■ **Consegna 1**
Trascrivi fedelmente, senza cambiare nulla, ogni riga dei record che trovi più avanti.

■ **Testo da leggere**
Ma chi ha parlato con Lino, chi lo ha ascoltato raccontare ciò che credeva di aver – o aveva davvero? – visto, con quegli occhi fissi e la voce che tremava… giura che se lo sentivi raccontare, ci credevi.

Perché il destino, lassù, non è mai solo coincidenza. È una trama segreta che unisce epoche, nomi, discendenze, come i fili d’erba che si intrecciano al vento.

In ricordo di Lino Bugar, uomo dal cuore puro, buono e sincero.
E di Pieri, che condivideva lo stesso animo e cuore del fratello.
Sono fiera di condividere il mio sangue con voi.

Ringrazio i miei cugini Angela e Paolo Adami per il racconto, i ricordi e le foto di casera Plotta.
E grazie alla signora Laura Plozner Van Ganz per la foto di Lino dentro la malga, intento alle sue opere casearie.

■ **Consegna 2**
Estrai dal testo su Lino Bugar, qui sopra, il passo compreso tra "Perché il destino, lassù, non" e "cuore del fratello.", estremi inclusi, copiandolo senza alcuna modifica.

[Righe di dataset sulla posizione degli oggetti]
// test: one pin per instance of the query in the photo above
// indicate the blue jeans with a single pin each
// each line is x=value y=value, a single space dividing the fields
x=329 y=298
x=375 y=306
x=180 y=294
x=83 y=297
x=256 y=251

■ **Soluzione 1**
// test: one pin per instance of the query in the photo above
// indicate the blue jeans with a single pin each
// each line is x=value y=value, a single space dividing the fields
x=329 y=298
x=375 y=306
x=180 y=294
x=83 y=297
x=256 y=251

■ **Soluzione 2**
Perché il destino, lassù, non è mai solo coincidenza. È una trama segreta che unisce epoche, nomi, discendenze, come i fili d’erba che si intrecciano al vento.

In ricordo di Lino Bugar, uomo dal cuore puro, buono e sincero.
E di Pieri, che condivideva lo stesso animo e cuore del fratello.